** Input data **
--------------------------------
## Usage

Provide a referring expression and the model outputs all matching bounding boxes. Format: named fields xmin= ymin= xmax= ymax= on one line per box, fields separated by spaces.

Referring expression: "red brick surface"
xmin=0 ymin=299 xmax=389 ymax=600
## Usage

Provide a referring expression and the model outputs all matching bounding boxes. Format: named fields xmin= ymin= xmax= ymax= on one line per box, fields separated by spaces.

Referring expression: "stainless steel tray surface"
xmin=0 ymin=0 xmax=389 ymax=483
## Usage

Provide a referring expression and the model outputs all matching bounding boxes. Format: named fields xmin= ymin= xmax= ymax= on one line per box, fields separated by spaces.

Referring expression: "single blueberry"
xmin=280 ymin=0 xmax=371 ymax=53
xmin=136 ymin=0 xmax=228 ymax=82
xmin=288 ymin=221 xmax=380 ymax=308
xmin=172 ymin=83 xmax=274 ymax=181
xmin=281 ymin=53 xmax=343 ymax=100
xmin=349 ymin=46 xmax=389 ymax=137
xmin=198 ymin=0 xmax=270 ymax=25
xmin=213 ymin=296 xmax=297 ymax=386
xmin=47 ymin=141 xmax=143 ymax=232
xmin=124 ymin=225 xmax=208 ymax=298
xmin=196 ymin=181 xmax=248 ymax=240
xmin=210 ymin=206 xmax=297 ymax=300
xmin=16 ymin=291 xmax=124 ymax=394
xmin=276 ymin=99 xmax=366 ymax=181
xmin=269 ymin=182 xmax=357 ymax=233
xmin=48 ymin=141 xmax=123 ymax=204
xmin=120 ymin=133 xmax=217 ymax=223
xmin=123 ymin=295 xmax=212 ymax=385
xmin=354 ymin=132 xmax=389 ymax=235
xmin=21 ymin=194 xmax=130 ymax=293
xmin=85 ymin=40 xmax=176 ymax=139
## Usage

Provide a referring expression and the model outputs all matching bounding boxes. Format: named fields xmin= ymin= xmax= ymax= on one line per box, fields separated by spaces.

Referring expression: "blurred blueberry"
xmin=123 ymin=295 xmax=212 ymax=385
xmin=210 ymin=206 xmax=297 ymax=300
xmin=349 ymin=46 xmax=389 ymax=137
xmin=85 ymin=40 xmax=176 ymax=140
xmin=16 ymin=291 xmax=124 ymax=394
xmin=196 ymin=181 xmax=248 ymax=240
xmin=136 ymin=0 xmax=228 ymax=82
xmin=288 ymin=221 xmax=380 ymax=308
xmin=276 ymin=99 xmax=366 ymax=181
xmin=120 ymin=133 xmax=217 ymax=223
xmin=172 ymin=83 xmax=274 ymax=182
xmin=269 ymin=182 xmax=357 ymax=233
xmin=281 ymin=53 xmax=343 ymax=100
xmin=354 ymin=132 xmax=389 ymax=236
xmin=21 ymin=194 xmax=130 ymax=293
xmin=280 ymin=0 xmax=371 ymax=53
--------------------------------
** Problem statement **
Please revise the listing from its first line through the line containing "xmin=0 ymin=299 xmax=389 ymax=600", both ends included, and give back only those lines with "brick" changed to "stone" and everything else left as it is.

** Complete answer **
## Usage

Provide a referring expression and the model outputs all matching bounding boxes. Format: named fields xmin= ymin= xmax= ymax= on one line per box, fields separated by spaces.

Referring expression: "red stone surface"
xmin=0 ymin=299 xmax=389 ymax=600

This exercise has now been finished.